--- START OF Passage given ---

Create a functor for a binary tree in Scala

Create a functor for a binary tree in Scala
Photo by Johann Siemens / Unsplash

I’m trying to really really understand the scala cats library. So while I was reading the book “Scala with Cats”, I found an exercise that told me to: create a functor for a binary tree:

sealed trait Tree[+A]
final case class Branch[A](left: Tree[A], right: Tree[A])
  extends Tree[A]
final case class Leaf[A](values: A) extends Tree[A]

The most immediate solution is to use recursion. In this way, the solution is extremely simple:

override def map[A, B](tree: Tree[A])(func: A => B): Tree[B] = {
  tree match {
    case Branch(left, right) =>
      Branch(map(left)(func),  map(right)(func))
    case Leaf(value) =>
      Leaf(func(value))
  }
}

But I felt that this code won’t scale well in a practical scenario for very deep trees. So, I decided I will use my knowledge of data structures in C++ to do this. But it wasn’t that easy. I found many problems:

  • In C++ you can copy the whole thing and then update each field. A normal case class without vars won’t allow you to update anything.
  • In C++ is much saner to use std::stack that having custom classes with relationships between them. In other words, I don’t have to care in any GC’ed language about the instantiation relationship between objects.
  • scala.collection.mutable.Stack is deprecated. And many say that you should be using a var of type List as a replacement for Stack. I believe that they say that because the Stack implementation was just a wrapper around List.
  • scala.collection.mutable.ArrayStack isn’t deprecated, and is implemented using arrays. I believe when you want a mutable stack you definitively should use this, instead of an immutable List.
  • Stacks are very good for traversal or folding. But I found them extremely hard to use when you want to create an immutable data structure.

I wasted many hours trying to resolve the problem using stacks. But the code was so complex that I couldn’t even verify the logic without debugging. For me, that is not a real solution. I also tried very hard to avoid the creation of any auxiliary data structure, but I found myself making my code even harder to read.

After some thinking I decided that I needed this class:

case class Node[A,B](var value: Tree[A],
                     var parent: Option[Node[A,B]] = None,
                     var output: Option[Tree[B]] = None,
                     var vars: List[Tree[B]] = List())

Variable explanations:

  • value contains the original input value Tree[A].
  • Also, I need a parent, and I only needed a Node parent and not children because to be able to instantiate a Tree[T] my algorithm only needs to traverse in an upward direction. In other words, a Tree[T] can only be created once I have all the children. parent is also an Option because I use the None value to identify the root node and stop the loop.
  • vars is used to store all children. I opted for a List because, I can easily represent that no children were created, one or two, or even more if in the future the tree has more children. One vars has two elements, output can be created.
  • output holds the result. Is an Option because Tree can only be created once we have all the vars required.

I know that you may be thinking that I shouldn’t be using vars for the Node class. But because my real objective was to support arbitrary deep trees, I believe that is a good trade-off. Also, the Node can be private.

The map function for the Tree functor is this:

override def map[A, B](inputTree: Tree[A])(func: A => B): Tree[B] = {
  var current = Node[A,B](value = inputTree)

--- END OF Passage given ---

* Stated problem 1 *
List the field names declared in the Node case class in the Scala binary tree functor post, in the order they appear.
* Stated problem 2 *
Answer each question from the Scala binary tree functor post.
(a) Which book held the exercise about creating a functor for a binary tree?
(b) What does the post say scala.collection.mutable.ArrayStack is implemented with?
(c) According to the post, what is the None value of parent used for?
* Stated problem 3 *
Go on with the Scala binary tree functor post from the point where it stops.

--- START OF Material ---

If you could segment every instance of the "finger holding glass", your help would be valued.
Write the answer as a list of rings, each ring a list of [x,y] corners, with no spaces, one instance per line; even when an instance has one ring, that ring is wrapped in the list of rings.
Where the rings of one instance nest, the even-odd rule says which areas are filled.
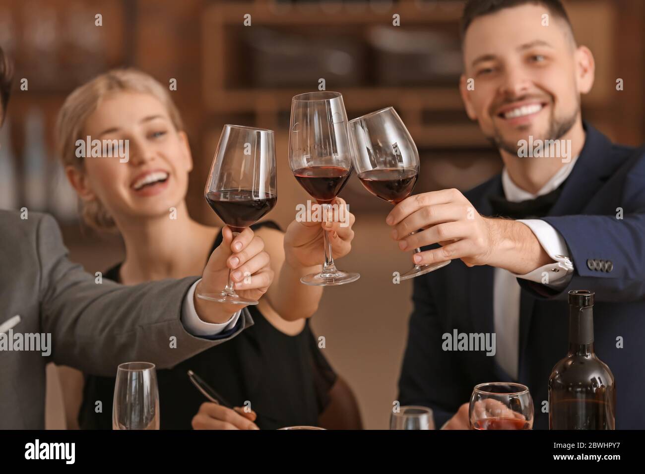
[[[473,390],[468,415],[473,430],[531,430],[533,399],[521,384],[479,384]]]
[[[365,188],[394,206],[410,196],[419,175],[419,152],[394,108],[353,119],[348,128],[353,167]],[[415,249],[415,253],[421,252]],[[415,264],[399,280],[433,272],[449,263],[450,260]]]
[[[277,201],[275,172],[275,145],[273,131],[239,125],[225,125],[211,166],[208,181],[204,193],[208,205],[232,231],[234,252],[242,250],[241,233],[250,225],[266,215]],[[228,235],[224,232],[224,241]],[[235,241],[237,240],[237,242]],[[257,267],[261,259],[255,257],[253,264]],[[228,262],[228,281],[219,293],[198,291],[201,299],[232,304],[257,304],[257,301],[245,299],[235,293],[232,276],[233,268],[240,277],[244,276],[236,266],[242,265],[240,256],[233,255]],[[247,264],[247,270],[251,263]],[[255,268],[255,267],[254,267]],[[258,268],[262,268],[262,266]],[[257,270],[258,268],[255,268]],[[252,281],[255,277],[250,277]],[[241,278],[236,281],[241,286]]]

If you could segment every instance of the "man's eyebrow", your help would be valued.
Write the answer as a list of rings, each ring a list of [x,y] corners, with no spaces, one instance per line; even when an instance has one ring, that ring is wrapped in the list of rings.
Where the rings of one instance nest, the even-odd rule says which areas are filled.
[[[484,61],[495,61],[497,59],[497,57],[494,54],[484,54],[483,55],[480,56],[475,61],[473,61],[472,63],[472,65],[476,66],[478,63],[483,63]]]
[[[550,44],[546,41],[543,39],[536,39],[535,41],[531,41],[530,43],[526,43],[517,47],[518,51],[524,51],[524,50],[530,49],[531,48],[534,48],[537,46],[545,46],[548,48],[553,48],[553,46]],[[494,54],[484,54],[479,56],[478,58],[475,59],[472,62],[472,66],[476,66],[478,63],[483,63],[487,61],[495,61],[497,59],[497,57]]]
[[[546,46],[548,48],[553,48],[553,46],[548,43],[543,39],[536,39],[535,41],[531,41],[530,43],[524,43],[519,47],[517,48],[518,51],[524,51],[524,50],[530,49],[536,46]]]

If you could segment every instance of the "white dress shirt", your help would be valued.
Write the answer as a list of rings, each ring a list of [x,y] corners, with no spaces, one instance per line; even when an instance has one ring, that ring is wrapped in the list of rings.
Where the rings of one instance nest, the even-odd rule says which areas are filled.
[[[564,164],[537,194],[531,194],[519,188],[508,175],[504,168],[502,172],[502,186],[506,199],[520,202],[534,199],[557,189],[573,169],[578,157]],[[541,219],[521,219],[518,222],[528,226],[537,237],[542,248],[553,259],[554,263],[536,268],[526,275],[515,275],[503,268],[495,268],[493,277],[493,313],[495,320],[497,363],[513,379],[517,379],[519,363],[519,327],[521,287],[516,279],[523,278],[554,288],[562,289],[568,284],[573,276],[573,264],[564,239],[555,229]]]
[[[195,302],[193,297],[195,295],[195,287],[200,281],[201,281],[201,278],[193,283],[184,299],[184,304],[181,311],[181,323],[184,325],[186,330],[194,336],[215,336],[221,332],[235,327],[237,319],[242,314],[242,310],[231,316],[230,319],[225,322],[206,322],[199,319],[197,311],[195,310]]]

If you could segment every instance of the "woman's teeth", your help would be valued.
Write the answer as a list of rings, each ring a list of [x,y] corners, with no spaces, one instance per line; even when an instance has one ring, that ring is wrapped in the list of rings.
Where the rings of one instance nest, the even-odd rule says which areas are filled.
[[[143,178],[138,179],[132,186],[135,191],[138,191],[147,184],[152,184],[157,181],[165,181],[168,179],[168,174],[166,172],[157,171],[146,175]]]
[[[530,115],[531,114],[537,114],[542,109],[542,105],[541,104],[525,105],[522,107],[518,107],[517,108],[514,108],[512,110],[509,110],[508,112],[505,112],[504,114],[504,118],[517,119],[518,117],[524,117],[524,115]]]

--- END OF Material ---
--- START OF Material ---

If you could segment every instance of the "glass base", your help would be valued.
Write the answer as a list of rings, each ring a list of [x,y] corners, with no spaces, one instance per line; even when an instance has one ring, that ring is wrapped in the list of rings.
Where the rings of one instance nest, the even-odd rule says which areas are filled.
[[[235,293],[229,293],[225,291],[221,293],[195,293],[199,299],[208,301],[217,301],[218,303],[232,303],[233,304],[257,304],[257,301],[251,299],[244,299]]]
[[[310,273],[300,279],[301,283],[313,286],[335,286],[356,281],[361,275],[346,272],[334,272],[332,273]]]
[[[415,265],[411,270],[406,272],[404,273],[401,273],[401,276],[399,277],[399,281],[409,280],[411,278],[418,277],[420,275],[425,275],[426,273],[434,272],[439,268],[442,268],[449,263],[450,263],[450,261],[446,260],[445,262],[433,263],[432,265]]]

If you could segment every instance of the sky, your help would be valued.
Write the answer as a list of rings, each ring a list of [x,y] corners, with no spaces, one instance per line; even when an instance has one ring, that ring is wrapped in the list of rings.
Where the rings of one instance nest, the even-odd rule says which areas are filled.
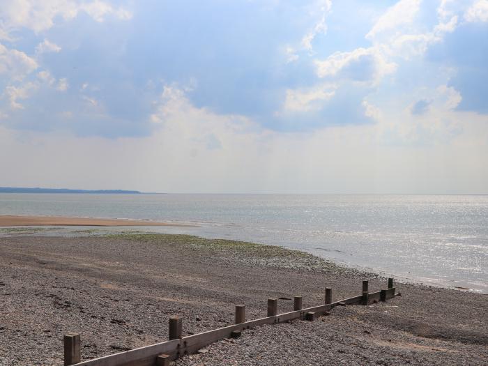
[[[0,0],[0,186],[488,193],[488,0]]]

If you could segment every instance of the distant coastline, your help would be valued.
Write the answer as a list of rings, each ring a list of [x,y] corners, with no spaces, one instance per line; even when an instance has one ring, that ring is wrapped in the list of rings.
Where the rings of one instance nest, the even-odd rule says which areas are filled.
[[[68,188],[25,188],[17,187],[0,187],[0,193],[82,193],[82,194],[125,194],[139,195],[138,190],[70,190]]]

--- END OF Material ---

* Task output 1 *
value, parent, output, vars

* Task output 2 *
(a) "Scala with Cats"
(b) Arrays
(c) To identify the root node and stop the loop

* Task output 3 *
  while(!(current.parent.isEmpty && current.output.isDefined)){
    current match {
      case Node(_, Some(parent), Some(mapedResult), _) =>
        parent.vars = mapedResult :: parent.vars
        current = parent
      case Node(_, _, _, right :: left :: _) =>
        current.output = Branch(left, right).some
      case Node(Leaf(leafVal), _, _, _) =>
        current.output = Leaf(func(leafVal)).some
      case Node(Branch(left, _), _, _, List()) =>
        current = Node(left, current.some)
      case Node(Branch(_, right), _, _, List(_)) =>
        current = Node(right, current.some)
    }
  }
  current.output.get
}

It has mutation inside the function, but it’s minimal and self-contained. You can even have the Node class inside the map function is what you wanted.

Trampoline

I found it a little bit difficult to read the non-recursive version of the functor. After all, is an algorithm that is recursive by nature. Also, you may be forced to do it recursively or functionally anyways.

Welcome to cats defer. It allows us to have stack safety.

def deferredMap[A,B](tree: Tree[A])(func: A => B): Eval[Tree[B]] = {
  tree match {
    case Leaf(value) => Eval.now(Leaf(func(value)))
    case Branch(left, right) => for {
      mappedLeft  <- Eval.defer(deferredMap(left)(func))
      mappedRight <- Eval.defer(deferredMap(right)(func))
      mapped      <- Eval.now(Branch(mappedLeft, mappedRight))
    } yield mapped
  }
}

This is much simpler than the previous version with a mutable data structure. The only problem is that: is harder to come up with this solution in the first place. This requires you to know cats and also the eval monads.

If I didn’t use Eval.defer, a stack-overflow would have happened. You may be thinking about using Eval.later, but it doesn’t work. later is just like a lazy val, it will blow your stack when you call .value.

I thought that the best way to test if these functions aren’t really consuming my stack is to create a really nested map in the first place. And I didn’t want to test my knowledge of mutable data structures again so I used Eval again to create a random function that generates a tree of a given depth.

def branchRandomSwap[A](a: Tree[A], b: Tree[A]): Tree[A] =
  if(math.random() > 5) branch(a, b) else branch(b, a)
def random(n: BigInt): Eval[Tree[Float]] =
  n > 1 match {
    case true =>
      for {
        elem1 <- Eval.defer(random(n-1))
        elem2 <- Eval.now(leaf(2f))
        branch <- Eval.now(branchRandomSwap(elem1, elem2))
      } yield branch
    case false =>
      Eval.now(Leaf(1f))
  }

If you do everything correctly the following code shouldn’t crash:

val randomTree = random(100000).value
randomTree.map(_*2)